Tarefa a realizar. De acordo com o texto sobre o agente infiltrado, qual lei prevê a possibilidade de infiltração de agente nas organizações criminosas, e em qual dispositivo?

Texto do documento.
════════════════════

®BuscaLegis.ccj.ufsc.Br
Agente infiltrado:
reflexos penais e processuais
Damásio E. de Jesus
advogado em São Paulo, autor de diversas obras,
presidente do Complexo Jurídico Damásio de Jesus
Fábio
Ramazzini Bechara
promotor de
Justiça, professor de Direito Penal da Faculdade de Direito Prof. Damásio de Jesus
(FDDJ), professor de Direito Penal e de Direito Processual Penal do Complexo
Jurídico Damásio de Jesus
I – Colocação do problema
A
Lei n. 9.034/95, denominada Lei do Crime Organizado, prevê em seu art. 2.º, V,
a possibilidade de infiltração de agente nas organizações criminosas mediante
prévia e circunstanciada autorização judicial. Essa inovação, introduzida em
2000, suscita alguns relevantes questionamentos. O primeiro refere-se à
auto-aplicação da norma, o segundo, à responsabilidade penal do agente
infiltrado, e o terceiro, ao valor da prova provocada.

════════════════════

Conteúdo dos dados.

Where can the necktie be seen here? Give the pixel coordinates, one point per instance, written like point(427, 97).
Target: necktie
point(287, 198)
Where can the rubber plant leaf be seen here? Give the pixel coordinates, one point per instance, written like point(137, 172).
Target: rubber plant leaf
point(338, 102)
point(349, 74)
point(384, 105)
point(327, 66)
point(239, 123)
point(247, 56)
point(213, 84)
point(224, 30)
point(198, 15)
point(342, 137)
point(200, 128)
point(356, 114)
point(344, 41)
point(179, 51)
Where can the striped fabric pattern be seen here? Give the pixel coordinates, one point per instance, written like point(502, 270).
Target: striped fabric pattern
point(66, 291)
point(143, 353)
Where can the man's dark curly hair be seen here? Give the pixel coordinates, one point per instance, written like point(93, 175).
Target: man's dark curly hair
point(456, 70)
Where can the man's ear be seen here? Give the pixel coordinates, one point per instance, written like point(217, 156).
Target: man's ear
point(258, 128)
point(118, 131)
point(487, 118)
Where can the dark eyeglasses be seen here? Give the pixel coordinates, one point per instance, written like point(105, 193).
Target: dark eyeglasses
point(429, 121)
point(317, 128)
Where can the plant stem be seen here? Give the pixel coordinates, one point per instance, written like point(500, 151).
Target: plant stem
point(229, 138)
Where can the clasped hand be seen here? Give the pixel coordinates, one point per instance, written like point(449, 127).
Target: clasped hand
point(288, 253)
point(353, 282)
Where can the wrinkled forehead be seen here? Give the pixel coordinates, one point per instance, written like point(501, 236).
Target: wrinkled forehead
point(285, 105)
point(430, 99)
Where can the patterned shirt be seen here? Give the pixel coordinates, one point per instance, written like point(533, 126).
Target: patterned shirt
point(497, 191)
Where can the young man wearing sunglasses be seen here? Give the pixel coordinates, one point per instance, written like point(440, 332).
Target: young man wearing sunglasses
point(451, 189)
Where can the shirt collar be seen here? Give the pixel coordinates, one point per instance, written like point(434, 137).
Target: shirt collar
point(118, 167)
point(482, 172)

════════════════════

Resultado. A Lei n. 9.034/95, denominada Lei do Crime Organizado, em seu art. 2.º, V.